Data records>
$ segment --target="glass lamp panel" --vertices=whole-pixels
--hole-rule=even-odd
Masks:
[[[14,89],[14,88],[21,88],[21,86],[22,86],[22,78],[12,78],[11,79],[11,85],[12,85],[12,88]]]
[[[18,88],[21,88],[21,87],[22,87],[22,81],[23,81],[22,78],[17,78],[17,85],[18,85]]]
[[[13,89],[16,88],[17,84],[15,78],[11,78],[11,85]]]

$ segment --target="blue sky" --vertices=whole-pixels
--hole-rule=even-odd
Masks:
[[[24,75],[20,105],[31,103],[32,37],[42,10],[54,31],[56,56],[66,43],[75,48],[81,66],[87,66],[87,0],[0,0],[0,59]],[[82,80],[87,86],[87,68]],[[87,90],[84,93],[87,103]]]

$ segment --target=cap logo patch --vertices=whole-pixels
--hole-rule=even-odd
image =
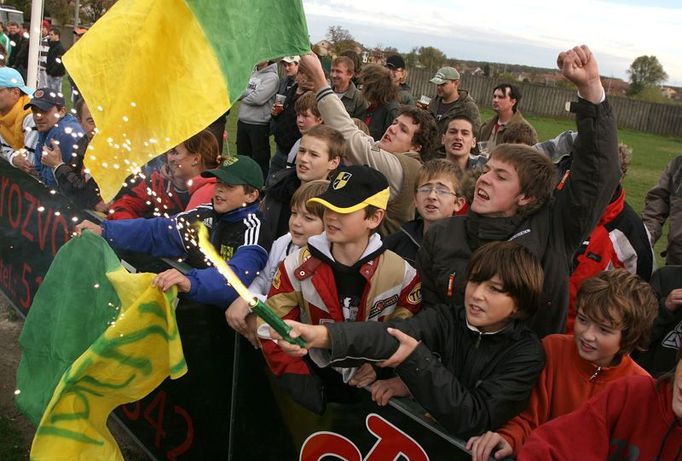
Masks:
[[[34,98],[42,98],[43,96],[45,96],[45,92],[43,90],[38,90],[33,93]]]
[[[234,165],[238,161],[239,161],[239,159],[237,157],[227,157],[225,160],[223,160],[223,163],[221,163],[221,166]]]
[[[353,175],[351,173],[348,173],[347,171],[342,171],[341,173],[339,173],[336,176],[334,183],[332,184],[332,189],[334,190],[343,189],[350,180],[351,176]]]

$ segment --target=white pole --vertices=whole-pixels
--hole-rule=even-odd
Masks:
[[[76,0],[76,8],[73,14],[73,28],[75,29],[78,27],[81,23],[81,18],[80,18],[80,6],[81,2],[80,0]]]
[[[43,27],[43,0],[31,2],[31,29],[28,42],[28,70],[26,85],[35,88],[38,83],[38,53]]]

What the task asks> Every line of the material that includes the word "target" needs to be copied.

Written answer>
$ segment --target="glass lamp panel" --vertices=whole-pixels
$ segment --target="blue sky" --vertices=whole-pixels
$ segment --target=cap logo patch --vertices=whole-pixels
$ segment --target=white pole --vertices=whole-pixels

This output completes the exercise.